Task objective
Reproduce every line of the records below without any changes, but leave the pictures out of your answer.

[Region labeling records]
···

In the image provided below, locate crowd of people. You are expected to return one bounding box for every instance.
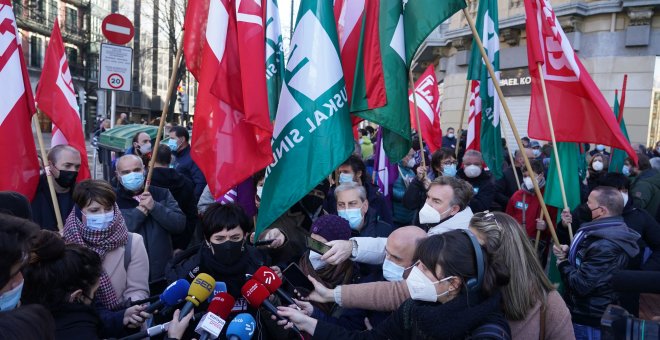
[0,124,660,340]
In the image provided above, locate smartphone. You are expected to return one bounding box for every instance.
[307,236,331,255]
[282,263,314,296]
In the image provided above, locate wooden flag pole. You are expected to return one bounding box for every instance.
[456,79,471,158]
[536,62,573,242]
[144,38,185,192]
[463,8,561,246]
[32,111,63,233]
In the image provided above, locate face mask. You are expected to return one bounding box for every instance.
[121,172,144,191]
[85,211,115,231]
[406,266,453,302]
[55,170,78,188]
[337,208,362,230]
[463,164,481,178]
[211,241,245,266]
[591,161,603,171]
[339,174,354,184]
[309,251,327,270]
[442,164,458,177]
[0,281,25,312]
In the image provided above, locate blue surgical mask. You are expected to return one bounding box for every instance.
[85,211,115,231]
[0,281,25,312]
[338,208,362,230]
[121,172,144,191]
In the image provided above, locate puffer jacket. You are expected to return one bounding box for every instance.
[559,216,640,327]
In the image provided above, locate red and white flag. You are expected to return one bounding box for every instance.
[36,19,90,182]
[465,80,481,151]
[525,0,637,162]
[183,0,273,198]
[408,64,442,152]
[0,0,39,200]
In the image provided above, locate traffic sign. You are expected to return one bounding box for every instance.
[99,44,133,91]
[101,13,135,45]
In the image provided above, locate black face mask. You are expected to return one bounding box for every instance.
[211,241,245,266]
[55,170,78,188]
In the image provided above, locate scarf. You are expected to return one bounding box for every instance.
[62,204,128,310]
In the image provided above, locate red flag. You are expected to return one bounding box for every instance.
[36,19,90,182]
[0,0,39,200]
[408,64,442,152]
[465,80,481,151]
[525,0,637,162]
[184,0,273,198]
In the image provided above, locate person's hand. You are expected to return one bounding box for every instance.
[536,218,548,231]
[305,275,335,303]
[259,228,286,248]
[140,191,154,211]
[321,240,353,266]
[123,305,151,328]
[167,309,193,339]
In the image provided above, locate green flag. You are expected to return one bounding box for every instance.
[256,0,353,234]
[608,93,630,172]
[351,0,412,162]
[468,0,504,179]
[266,0,284,120]
[402,0,466,66]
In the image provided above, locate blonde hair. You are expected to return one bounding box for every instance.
[470,212,555,321]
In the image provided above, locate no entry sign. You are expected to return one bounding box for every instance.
[101,13,135,45]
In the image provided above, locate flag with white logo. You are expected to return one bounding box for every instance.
[35,19,90,182]
[257,0,353,234]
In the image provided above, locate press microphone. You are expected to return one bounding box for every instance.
[195,292,236,340]
[241,279,300,334]
[145,279,190,314]
[252,266,297,306]
[179,273,215,321]
[227,313,257,340]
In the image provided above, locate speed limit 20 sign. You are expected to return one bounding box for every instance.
[99,44,133,91]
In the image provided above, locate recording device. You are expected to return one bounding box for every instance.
[227,313,257,340]
[600,305,660,340]
[282,263,314,296]
[307,236,331,255]
[252,266,296,305]
[145,279,190,314]
[195,292,236,340]
[241,279,300,334]
[179,273,215,321]
[119,313,203,340]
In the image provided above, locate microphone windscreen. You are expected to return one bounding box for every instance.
[241,279,270,308]
[186,273,215,307]
[252,266,282,293]
[160,279,190,306]
[227,313,257,340]
[209,292,236,320]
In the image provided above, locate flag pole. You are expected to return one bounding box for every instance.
[462,8,561,246]
[456,79,471,158]
[144,37,185,193]
[32,110,63,233]
[408,62,428,167]
[536,62,573,242]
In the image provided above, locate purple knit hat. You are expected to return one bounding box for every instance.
[311,215,351,242]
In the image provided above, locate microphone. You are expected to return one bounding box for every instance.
[253,266,297,306]
[227,313,257,340]
[195,292,236,340]
[145,279,190,314]
[241,279,300,335]
[206,281,227,303]
[179,273,215,321]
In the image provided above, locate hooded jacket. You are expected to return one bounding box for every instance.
[558,216,640,327]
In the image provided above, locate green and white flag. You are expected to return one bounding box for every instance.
[256,0,353,234]
[468,0,504,179]
[266,0,284,120]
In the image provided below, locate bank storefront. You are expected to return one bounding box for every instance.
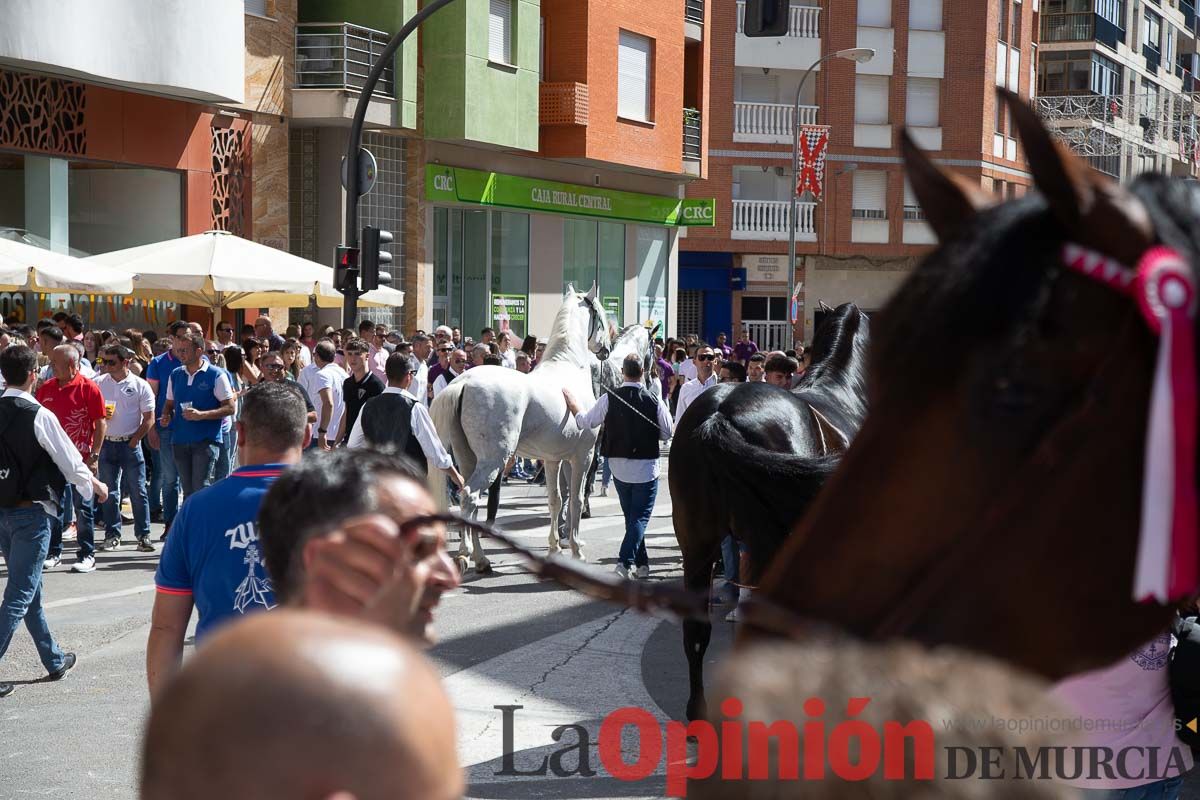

···

Answer
In the image provided below, locate crowd of people. You are expected to return one bounding box for every instance.
[0,124,660,340]
In the image provided above, locate smartphone. You are expected to return one bounding box for every instance.
[307,236,331,255]
[282,263,314,296]
In the image provided above, locate wooden flag pole. You are expected to return one bounding box for every instance.
[456,79,471,158]
[536,62,573,242]
[144,38,185,192]
[463,8,561,246]
[32,111,63,233]
In the image provided above, locate face mask. You are expected to return one bounding box for every instance.
[121,172,144,191]
[85,211,115,231]
[406,266,453,302]
[55,170,78,188]
[337,208,362,230]
[463,164,481,178]
[211,241,245,266]
[591,161,603,171]
[339,174,354,184]
[309,251,327,270]
[442,164,458,177]
[0,281,25,312]
In the image provided above, locate blue surgical mask. You are expected to return one bounding box for every instance.
[85,211,115,231]
[0,281,25,312]
[338,208,362,230]
[121,172,144,191]
In the image provided above, locate puffer jacket. You are expected to return one bounding box for every instance.
[559,216,640,327]
In the image provided above, locate red and white flag. You are expected to return one bounding box for every instance.
[36,19,90,182]
[465,80,481,151]
[525,0,637,162]
[183,0,273,198]
[408,64,442,152]
[0,0,39,200]
In the image provided above, locate traffic sign. You are expected to return one bounding box for every instance.
[99,44,133,91]
[101,13,135,45]
In the image provided above, locate black face mask. You are expected to return one bounding box for every instance.
[211,241,245,266]
[55,170,78,188]
In the image provided above, locate scarf. You are expected to return one bounding box for every instance.
[62,204,128,310]
In the image provided above, locate red flag. You are expected to return one bounding box for every instance.
[36,19,90,182]
[0,0,39,200]
[408,64,442,152]
[465,80,481,151]
[525,0,637,162]
[184,0,273,198]
In the image provided above, locate person's hand. You are expected to return one bounding box for every instance.
[536,218,548,231]
[305,275,335,303]
[259,228,286,248]
[140,191,154,211]
[321,240,353,266]
[123,305,151,328]
[167,309,193,339]
In the image provided above, locate green flag. You are expected to return one bounding box for every instance.
[256,0,353,234]
[608,93,630,172]
[351,0,412,162]
[468,0,504,179]
[266,0,284,120]
[402,0,466,66]
In the image provided above, locate blonde hair. You are expected to return one bounding box for every instance.
[470,212,555,321]
In the image provided above, locate no entry sign. You are expected to return one bounding box for every instance.
[101,13,135,45]
In the image provided above, locate flag with white logo. You are expected to return one bounding box for every instance.
[35,19,90,182]
[257,0,353,234]
In the image provided above, locate press microphone. You are expected to return one bounding box for every instance.
[195,292,236,340]
[241,279,300,334]
[145,279,190,314]
[252,266,297,306]
[179,273,215,321]
[227,313,257,340]
In the image provided above, locate speed limit 20 sign. You are expected to return one bounding box for every instance.
[99,44,133,91]
In the image provided above, locate recording device. You are expected to return one bounding box for every instance.
[227,313,257,340]
[600,305,660,340]
[282,263,314,296]
[307,236,331,255]
[252,266,296,305]
[145,279,190,314]
[195,292,236,340]
[241,279,300,334]
[179,273,215,321]
[119,313,203,340]
In the image provided above, locate microphone windscreen. You are expected to return one bounding box for every instance.
[241,279,270,308]
[186,273,215,307]
[252,266,282,293]
[160,279,190,306]
[227,313,257,340]
[209,292,236,320]
In the image provided above, locate flag pole. You are expected to return one bounding box for every instance.
[462,8,561,246]
[456,79,471,158]
[144,37,185,193]
[32,110,63,233]
[408,62,428,167]
[536,62,573,242]
In the image provided above, locate purple knit hat. You are expected to return one bounding box for every instance.
[311,215,351,242]
In the image provided above, locate microphone. You are expected to return one bounding box for every instance.
[253,266,297,306]
[227,313,257,340]
[195,292,236,340]
[145,279,190,314]
[241,279,300,335]
[206,281,227,303]
[179,273,215,321]
In the image provided above, locate hooded jacket. You are expected to return one bounding box for every instance.
[558,216,640,327]
In the image provided above, locate green and white flag. You are expected to return one bounding box for every instance.
[256,0,353,234]
[468,0,504,179]
[266,0,284,120]
In the image provided below, locate bank storefront. You are expected to return one bounding box for every instance.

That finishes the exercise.